Walter Muehlbronner

Personal information
- Born: Walter Eugen Mühlbronner 10 February 1922 Stuttgart, Germany
- Died: 17 November 2005 (aged 83) Blue Bell, Pennsylvania

Figure skating career
- Country: United States

Medal record
Representing United States
Pairs' Figure skating
North American Championships
| Bronze medal – third place | 1949 Philadelphia | Pairs |
Ice dancing Figure skating
North American Championships
| Silver medal – second place | 1949 Philadelphia | Ice dancing |

= Walter Muehlbronner =

German-American figure skater

Walter Eugene Muehlbronner (born Walter Eugen Mühlbronner; 10 February 1922 – 17 November 2005) was a German-American figure skater. He became a U.S. citizen in 1946. He competed in pairs and ice dance with Irene Maguire, whom he married in 1951. They won national silver medals in both pairs and ice dance in 1949 and 1950. The two continued skating as professionals, billed as "Walter and Irene" for 7 years, in the Ice Follies.

• [WHAT TO WORK ON]
[1] According to the Walter Muehlbronner profile, in what year did he become a U.S. citizen?
[2] Reproduce the Walter Muehlbronner profile between "Walter Eugene Muehlbronner" and "the Ice Follies.", inclusive.
[3] Write the next part of the Walter Muehlbronner profile, starting after its final sentence.

• [GIVEN RECORDS]
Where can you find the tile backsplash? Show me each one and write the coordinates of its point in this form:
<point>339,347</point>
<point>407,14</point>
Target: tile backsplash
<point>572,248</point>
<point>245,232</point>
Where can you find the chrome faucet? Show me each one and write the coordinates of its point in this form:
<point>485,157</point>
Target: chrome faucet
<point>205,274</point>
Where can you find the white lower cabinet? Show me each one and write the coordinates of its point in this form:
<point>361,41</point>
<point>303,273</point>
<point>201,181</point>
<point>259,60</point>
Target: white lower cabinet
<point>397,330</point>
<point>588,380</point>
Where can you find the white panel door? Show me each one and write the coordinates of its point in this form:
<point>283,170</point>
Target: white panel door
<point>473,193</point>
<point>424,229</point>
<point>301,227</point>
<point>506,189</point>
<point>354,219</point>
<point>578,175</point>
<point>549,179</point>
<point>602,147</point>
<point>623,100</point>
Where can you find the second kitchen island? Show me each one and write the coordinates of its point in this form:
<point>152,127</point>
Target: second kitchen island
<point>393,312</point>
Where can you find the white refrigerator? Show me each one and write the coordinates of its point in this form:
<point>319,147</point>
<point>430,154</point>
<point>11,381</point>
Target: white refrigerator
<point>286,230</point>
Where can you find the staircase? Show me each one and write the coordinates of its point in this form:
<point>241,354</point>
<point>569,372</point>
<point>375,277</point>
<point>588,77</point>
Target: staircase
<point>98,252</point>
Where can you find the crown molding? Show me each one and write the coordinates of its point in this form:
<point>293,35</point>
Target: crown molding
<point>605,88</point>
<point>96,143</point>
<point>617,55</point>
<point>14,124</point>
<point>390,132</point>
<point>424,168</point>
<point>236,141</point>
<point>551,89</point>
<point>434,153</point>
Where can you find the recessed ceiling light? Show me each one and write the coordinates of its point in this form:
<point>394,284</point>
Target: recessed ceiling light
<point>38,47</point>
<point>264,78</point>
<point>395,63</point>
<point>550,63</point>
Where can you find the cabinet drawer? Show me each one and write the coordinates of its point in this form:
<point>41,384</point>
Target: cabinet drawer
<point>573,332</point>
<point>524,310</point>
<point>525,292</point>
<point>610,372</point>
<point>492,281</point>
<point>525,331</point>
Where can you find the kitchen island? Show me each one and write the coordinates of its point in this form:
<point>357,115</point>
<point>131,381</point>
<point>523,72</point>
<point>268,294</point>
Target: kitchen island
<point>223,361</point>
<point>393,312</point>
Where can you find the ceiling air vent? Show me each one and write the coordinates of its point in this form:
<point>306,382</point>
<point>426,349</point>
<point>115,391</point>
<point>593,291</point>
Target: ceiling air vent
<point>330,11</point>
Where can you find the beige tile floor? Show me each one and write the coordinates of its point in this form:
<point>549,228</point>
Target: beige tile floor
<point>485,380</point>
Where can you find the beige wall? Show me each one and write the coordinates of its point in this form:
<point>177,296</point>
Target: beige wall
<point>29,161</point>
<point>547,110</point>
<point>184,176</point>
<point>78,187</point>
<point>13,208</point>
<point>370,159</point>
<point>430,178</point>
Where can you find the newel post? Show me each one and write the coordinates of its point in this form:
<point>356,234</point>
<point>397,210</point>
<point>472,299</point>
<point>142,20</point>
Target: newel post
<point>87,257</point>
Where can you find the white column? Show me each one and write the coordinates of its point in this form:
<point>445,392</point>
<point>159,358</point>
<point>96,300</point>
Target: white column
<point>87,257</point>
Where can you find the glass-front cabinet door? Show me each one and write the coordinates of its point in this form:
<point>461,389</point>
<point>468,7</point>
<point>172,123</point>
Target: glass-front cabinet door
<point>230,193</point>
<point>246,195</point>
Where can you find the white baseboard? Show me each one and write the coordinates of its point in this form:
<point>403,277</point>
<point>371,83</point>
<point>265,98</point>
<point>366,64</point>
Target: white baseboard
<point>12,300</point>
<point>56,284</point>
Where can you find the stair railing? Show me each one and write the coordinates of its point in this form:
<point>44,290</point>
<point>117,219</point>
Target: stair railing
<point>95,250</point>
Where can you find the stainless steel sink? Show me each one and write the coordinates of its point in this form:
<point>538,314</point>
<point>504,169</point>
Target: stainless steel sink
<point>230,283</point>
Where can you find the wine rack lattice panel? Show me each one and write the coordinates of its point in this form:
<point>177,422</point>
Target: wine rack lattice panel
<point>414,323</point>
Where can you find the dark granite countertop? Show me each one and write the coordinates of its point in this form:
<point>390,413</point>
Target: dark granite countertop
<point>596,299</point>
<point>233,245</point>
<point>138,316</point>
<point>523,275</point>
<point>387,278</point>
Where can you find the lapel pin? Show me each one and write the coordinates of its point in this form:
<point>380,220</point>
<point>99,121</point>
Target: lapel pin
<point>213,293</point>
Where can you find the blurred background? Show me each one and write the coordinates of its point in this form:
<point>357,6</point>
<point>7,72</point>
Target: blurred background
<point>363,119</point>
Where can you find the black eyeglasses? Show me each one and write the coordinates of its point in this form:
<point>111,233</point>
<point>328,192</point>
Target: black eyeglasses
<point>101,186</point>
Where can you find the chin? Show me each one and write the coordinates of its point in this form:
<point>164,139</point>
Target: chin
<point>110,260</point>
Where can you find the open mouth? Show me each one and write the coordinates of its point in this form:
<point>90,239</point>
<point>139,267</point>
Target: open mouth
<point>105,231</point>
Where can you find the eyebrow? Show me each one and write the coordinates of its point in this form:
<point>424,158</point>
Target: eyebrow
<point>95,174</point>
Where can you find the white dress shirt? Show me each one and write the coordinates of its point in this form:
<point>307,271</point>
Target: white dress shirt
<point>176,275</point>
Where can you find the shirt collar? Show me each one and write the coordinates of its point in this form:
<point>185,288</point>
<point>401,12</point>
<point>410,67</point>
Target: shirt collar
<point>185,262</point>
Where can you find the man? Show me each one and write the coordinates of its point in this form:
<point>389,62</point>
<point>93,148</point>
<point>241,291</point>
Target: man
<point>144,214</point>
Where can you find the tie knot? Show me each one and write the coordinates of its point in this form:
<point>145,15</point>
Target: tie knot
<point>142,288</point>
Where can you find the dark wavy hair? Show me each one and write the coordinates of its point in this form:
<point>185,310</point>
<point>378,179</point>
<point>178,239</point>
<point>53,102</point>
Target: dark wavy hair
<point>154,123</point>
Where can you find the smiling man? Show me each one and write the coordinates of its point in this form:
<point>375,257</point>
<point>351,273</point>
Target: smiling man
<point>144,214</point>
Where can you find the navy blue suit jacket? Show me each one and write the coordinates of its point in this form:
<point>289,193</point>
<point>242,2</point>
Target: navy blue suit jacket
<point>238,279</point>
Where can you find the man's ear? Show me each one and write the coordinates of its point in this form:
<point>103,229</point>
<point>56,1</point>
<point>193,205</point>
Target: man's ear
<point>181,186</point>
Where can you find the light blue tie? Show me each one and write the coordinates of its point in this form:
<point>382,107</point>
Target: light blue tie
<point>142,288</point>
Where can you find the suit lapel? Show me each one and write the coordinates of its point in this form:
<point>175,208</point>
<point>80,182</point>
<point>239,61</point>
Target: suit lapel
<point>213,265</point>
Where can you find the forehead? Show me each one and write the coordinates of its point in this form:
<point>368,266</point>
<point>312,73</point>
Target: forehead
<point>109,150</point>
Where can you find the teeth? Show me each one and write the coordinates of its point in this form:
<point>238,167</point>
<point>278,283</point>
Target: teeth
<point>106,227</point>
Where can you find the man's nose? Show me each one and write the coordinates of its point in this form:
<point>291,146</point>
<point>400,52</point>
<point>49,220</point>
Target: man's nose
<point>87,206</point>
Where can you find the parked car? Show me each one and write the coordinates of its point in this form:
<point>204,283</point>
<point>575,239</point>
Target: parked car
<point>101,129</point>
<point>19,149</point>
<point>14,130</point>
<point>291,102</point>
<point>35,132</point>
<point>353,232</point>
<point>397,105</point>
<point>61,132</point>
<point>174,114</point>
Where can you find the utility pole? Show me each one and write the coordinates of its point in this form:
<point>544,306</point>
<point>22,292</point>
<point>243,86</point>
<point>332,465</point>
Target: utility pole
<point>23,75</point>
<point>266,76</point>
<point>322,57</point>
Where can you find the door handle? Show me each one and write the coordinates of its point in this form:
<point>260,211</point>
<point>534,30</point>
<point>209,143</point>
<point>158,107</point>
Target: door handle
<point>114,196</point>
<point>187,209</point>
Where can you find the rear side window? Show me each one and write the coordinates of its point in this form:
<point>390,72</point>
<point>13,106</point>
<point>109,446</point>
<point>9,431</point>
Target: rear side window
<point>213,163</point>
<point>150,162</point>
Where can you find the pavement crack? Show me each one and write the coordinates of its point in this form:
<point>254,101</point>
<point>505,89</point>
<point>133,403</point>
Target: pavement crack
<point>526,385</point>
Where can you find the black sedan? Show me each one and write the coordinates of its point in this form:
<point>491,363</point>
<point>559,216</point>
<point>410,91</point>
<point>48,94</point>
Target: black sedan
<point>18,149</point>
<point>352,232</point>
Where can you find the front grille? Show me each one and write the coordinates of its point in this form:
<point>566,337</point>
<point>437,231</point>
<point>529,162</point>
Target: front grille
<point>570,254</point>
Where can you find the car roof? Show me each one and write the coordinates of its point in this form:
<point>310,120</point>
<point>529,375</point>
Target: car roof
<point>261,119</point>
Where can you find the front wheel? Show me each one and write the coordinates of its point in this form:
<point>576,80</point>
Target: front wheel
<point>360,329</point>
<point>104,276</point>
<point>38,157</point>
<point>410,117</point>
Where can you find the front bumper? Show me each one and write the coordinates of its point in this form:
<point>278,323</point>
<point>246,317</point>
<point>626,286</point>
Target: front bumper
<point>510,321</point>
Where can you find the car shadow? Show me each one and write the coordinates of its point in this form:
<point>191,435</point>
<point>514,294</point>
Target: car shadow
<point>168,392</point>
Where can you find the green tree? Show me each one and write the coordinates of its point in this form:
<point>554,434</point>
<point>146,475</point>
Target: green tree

• [SOLVED PROBLEMS]
[1] 1946

[2]
Walter Eugene Muehlbronner (born Walter Eugen Mühlbronner; 10 February 1922 – 17 November 2005) was a German-American figure skater. He became a U.S. citizen in 1946. He competed in pairs and ice dance with Irene Maguire, whom he married in 1951. They won national silver medals in both pairs and ice dance in 1949 and 1950. The two continued skating as professionals, billed as "Walter and Irene" for 7 years, in the Ice Follies.

[3]
In later years, he settled in Philadelphia, working first as a figure skating teacher, then as a skating club manager. He was president of the Professional Skaters Association for a few years in the early 1970s, and retired from skating in 1990.

==Results==
(pairs with Maguire)

| Event | 1949 | 1950 |
|---|---|---|
| World Championships | 10th |  |
| North American Championships | 3rd |  |
| U.S. Championships | 2nd | 2nd |

(ice dance with Maguire)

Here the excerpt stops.